Stated exercise = From the line with "Reviewer note: every instance of the woman in" through the final line, transcribe the material below character for character; include no other lines.

Exercise input =
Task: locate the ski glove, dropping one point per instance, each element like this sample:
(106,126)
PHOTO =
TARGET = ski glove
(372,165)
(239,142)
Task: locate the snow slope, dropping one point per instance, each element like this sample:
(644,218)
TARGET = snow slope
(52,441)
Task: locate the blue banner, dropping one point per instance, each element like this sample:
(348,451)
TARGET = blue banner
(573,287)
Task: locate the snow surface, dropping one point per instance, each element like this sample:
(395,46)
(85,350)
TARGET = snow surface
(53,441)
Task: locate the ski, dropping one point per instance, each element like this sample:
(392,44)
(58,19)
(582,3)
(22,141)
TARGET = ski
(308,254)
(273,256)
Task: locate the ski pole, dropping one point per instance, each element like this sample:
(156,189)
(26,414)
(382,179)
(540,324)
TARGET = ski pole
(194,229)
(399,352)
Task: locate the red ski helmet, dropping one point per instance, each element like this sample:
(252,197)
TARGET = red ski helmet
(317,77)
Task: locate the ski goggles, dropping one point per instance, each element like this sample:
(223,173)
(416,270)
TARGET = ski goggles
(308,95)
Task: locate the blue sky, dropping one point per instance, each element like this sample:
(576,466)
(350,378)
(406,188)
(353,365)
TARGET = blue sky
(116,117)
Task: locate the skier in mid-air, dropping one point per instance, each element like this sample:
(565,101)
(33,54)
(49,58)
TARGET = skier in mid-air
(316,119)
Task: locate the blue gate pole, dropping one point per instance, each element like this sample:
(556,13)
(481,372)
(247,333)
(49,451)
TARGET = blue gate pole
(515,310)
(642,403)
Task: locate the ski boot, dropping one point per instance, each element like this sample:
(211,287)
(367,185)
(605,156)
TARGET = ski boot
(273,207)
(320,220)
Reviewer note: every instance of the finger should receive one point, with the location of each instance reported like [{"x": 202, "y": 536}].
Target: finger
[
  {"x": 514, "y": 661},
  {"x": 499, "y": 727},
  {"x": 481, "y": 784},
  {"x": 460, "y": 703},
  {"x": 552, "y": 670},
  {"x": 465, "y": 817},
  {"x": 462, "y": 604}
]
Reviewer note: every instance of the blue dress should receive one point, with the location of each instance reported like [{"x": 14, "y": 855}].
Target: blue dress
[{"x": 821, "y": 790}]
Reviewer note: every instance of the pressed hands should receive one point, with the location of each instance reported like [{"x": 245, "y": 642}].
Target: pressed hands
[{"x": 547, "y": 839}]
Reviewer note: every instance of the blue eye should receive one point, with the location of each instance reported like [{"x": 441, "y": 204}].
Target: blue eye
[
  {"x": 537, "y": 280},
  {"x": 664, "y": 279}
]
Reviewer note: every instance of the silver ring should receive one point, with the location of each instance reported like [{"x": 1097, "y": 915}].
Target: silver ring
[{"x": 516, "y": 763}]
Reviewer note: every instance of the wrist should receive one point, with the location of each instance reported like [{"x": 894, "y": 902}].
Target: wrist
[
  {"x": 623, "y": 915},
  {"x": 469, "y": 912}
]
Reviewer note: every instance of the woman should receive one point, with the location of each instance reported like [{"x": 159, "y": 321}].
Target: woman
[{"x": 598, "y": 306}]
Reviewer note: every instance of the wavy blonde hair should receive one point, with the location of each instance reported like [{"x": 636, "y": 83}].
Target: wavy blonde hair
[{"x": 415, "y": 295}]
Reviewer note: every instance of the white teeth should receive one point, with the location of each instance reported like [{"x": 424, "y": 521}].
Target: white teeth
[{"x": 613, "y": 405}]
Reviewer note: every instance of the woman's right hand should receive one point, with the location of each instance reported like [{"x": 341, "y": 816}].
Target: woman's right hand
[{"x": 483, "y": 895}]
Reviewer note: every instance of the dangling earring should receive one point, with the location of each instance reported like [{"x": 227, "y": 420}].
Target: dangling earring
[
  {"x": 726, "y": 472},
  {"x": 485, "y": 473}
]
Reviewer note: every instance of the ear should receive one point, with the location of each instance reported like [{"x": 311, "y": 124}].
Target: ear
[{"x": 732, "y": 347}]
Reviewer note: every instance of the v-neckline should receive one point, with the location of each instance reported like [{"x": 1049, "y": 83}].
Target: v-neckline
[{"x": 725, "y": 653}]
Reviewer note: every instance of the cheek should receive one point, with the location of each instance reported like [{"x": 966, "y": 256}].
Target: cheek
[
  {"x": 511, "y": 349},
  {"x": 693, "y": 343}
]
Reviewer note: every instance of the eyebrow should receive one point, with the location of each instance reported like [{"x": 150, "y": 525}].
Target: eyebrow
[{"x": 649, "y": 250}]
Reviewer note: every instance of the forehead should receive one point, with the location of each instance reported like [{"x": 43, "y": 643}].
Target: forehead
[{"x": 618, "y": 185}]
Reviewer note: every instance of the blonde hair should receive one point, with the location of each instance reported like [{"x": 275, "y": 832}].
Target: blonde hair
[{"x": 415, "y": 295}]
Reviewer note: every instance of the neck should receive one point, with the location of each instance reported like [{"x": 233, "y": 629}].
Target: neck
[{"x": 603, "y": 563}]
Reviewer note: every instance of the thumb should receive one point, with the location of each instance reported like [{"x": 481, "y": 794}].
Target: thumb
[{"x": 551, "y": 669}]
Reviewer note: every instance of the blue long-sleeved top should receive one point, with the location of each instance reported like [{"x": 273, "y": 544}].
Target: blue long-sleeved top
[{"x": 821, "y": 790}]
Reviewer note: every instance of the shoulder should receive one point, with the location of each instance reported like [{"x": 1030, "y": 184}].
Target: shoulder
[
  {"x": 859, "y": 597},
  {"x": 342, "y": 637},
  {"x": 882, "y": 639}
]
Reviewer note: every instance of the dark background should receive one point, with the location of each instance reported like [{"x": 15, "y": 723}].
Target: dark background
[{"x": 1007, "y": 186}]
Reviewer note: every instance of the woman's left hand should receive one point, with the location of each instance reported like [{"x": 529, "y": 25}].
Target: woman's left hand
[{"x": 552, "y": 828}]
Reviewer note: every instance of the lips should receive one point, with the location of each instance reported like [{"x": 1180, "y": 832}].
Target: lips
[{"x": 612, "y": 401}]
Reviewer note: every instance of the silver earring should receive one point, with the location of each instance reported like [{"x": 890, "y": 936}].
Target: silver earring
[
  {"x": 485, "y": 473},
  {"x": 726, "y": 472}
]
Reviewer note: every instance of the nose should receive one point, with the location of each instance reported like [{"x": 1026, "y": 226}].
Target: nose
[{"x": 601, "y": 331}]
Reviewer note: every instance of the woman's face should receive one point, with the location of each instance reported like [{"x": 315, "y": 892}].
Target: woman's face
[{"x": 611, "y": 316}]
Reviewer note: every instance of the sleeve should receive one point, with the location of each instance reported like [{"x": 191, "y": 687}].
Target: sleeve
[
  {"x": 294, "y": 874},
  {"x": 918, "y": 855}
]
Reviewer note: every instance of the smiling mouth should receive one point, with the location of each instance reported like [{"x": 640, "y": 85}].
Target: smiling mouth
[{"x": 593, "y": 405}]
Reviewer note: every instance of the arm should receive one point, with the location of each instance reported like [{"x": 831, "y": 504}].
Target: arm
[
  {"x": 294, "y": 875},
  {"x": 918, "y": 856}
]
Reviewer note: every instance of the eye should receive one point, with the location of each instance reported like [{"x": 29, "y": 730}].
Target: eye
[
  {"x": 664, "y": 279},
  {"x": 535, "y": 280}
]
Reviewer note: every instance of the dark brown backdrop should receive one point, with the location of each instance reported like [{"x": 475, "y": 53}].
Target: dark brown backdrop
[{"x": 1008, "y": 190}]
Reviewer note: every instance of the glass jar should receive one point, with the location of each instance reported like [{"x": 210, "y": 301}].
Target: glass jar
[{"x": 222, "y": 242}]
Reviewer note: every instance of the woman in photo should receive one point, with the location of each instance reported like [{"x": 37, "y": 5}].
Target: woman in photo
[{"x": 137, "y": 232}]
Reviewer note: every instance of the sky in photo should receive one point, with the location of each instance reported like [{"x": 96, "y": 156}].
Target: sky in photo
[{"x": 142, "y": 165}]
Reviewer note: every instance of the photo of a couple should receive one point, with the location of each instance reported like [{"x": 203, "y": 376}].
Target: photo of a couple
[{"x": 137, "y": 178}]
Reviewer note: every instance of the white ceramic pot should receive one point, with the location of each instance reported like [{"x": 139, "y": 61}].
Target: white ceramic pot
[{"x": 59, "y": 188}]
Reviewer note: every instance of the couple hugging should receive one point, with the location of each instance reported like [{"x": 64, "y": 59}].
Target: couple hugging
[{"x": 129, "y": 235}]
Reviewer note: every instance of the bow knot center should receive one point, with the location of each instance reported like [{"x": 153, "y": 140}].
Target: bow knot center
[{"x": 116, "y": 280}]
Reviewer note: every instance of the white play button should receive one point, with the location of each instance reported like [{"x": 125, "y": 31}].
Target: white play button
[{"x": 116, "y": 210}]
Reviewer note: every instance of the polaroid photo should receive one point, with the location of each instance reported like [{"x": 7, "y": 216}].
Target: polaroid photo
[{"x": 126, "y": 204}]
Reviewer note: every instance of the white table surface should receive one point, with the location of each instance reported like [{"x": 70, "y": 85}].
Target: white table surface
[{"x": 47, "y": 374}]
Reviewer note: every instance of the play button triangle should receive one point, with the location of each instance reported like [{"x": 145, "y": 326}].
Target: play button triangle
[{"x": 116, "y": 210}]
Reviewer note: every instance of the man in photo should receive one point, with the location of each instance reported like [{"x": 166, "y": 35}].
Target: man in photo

Complete output =
Reviewer note: every instance of the woman in photo should receive one point, with the location of each instance reported like [{"x": 37, "y": 5}].
Target: woman in photo
[{"x": 137, "y": 232}]
Reviewer note: every instance of the sky in photo should receive one point, with the location of each instance reported like [{"x": 96, "y": 156}].
Target: sky in photo
[{"x": 142, "y": 165}]
Reviewer note: every instance of the photo of a couple should receive one point, with the location of each instance reported like [{"x": 203, "y": 376}].
Target: photo of a couple
[{"x": 137, "y": 178}]
Reviewer note: every instance of the white ceramic pot should receive one point, with the location of each instance reported like [{"x": 139, "y": 61}].
Target: white ceramic pot
[{"x": 59, "y": 188}]
Reviewer note: every instance of the couple hugging should receive one point, with the location of each instance reported like [{"x": 64, "y": 59}].
Target: couple hugging
[{"x": 129, "y": 235}]
Reviewer note: every instance of the bow knot center should receive one point, with the location of each instance reported like [{"x": 153, "y": 140}].
Target: bow knot center
[{"x": 116, "y": 280}]
Reviewer note: every instance of the white play button should receive one point, with the location of each instance reported like [{"x": 125, "y": 31}].
Target: white play button
[{"x": 116, "y": 210}]
Reviewer note: every instance of the polaroid photo should receive one point, with the location of each instance reported like [{"x": 7, "y": 216}].
Target: polaroid photo
[{"x": 126, "y": 204}]
Reviewer note: every instance of the white table surface should receive one point, with the location of each instance reported like [{"x": 70, "y": 85}].
Target: white table surface
[{"x": 47, "y": 374}]
Reviewer note: every instance of the play button triangle should receive one point, with the location of each instance reported like [{"x": 145, "y": 326}].
Target: play button triangle
[{"x": 116, "y": 210}]
Reviewer note: every instance of the man in photo should receive one point, with the location of each instance reported like [{"x": 166, "y": 35}].
Target: man in photo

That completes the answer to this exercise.